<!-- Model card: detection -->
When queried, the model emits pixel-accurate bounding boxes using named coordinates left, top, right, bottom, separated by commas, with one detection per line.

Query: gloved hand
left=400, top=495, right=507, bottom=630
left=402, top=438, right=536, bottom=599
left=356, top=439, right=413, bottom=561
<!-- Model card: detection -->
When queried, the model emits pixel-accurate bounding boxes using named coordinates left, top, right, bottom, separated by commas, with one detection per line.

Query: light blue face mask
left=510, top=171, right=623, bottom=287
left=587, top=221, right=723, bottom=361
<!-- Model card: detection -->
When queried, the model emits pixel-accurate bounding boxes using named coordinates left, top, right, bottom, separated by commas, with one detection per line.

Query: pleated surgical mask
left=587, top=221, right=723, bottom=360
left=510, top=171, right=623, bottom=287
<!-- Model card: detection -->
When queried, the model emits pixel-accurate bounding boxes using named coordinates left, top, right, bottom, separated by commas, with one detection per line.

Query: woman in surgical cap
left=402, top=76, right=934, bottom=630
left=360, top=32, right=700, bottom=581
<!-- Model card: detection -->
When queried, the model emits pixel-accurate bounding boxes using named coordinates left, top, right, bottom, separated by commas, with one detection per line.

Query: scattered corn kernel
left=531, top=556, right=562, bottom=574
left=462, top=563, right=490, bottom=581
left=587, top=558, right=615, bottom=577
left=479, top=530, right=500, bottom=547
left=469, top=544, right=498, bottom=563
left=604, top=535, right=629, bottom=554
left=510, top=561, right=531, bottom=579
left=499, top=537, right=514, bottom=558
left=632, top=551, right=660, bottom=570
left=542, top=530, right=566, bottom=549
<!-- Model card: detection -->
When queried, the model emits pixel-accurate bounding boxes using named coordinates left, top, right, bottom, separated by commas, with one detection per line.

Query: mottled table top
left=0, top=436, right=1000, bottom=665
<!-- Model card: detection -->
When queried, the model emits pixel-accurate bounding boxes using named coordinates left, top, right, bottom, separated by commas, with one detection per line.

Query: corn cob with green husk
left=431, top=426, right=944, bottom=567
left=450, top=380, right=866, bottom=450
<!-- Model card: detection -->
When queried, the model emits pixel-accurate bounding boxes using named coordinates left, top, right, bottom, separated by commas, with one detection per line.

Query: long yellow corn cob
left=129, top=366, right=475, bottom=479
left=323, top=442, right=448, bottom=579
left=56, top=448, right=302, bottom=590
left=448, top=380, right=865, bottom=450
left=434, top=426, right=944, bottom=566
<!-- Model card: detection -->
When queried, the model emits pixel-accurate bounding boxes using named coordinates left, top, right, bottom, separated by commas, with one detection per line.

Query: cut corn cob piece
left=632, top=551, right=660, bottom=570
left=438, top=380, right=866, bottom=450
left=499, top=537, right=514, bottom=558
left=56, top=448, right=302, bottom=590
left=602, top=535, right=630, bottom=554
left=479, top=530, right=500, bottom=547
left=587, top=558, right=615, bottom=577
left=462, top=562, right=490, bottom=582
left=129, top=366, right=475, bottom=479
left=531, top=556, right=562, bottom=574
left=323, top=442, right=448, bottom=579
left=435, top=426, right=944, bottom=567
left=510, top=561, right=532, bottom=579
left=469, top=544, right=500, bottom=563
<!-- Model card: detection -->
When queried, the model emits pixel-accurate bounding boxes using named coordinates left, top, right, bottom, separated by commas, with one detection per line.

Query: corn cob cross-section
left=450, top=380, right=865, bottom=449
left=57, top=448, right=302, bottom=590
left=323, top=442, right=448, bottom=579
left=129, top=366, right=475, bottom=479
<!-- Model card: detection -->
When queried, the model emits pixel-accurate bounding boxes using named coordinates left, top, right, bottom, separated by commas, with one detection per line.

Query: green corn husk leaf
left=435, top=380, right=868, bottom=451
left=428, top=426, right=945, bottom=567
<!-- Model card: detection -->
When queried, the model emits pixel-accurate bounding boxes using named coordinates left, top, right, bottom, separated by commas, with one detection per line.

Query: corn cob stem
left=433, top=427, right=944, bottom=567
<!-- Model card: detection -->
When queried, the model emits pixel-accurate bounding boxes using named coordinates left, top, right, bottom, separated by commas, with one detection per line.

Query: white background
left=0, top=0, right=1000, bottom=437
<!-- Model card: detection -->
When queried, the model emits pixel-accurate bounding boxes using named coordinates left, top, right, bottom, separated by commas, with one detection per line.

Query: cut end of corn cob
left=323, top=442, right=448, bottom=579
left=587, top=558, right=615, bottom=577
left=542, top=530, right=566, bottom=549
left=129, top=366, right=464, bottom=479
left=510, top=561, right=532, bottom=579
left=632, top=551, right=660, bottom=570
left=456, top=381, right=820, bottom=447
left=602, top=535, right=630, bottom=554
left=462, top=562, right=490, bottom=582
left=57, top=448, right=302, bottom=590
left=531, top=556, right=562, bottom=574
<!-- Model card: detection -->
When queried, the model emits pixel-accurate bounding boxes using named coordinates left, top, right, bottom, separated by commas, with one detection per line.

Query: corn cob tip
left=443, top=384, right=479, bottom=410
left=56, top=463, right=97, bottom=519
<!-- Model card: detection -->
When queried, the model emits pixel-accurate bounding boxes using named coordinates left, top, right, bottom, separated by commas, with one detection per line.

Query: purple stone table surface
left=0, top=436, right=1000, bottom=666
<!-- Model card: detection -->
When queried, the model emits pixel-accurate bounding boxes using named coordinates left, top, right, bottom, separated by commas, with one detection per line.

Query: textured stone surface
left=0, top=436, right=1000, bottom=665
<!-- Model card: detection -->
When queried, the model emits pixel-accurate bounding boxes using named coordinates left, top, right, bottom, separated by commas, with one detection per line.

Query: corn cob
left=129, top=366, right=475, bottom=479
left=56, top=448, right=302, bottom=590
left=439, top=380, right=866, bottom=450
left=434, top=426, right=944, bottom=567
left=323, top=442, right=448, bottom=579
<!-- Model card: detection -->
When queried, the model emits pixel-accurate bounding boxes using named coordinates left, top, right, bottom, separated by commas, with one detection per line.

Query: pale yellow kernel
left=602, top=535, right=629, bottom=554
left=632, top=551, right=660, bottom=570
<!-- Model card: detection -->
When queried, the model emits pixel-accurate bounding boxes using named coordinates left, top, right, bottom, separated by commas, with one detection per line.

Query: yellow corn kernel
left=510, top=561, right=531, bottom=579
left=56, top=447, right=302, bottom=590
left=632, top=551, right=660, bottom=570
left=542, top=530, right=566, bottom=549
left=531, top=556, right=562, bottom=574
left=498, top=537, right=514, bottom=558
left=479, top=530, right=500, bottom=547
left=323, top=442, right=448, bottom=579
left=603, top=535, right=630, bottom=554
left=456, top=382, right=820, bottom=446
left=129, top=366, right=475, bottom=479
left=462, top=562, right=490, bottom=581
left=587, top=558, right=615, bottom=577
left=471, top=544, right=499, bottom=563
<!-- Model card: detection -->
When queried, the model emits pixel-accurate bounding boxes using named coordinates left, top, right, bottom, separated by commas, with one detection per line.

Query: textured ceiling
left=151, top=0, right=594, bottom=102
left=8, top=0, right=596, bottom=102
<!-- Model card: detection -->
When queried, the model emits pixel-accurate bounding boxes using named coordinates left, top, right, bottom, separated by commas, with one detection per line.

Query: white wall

◆ **What you are asked to do**
Count the lines above that contain the word "yellow". Reply with the number alone.

◆ **Result for this exercise**
3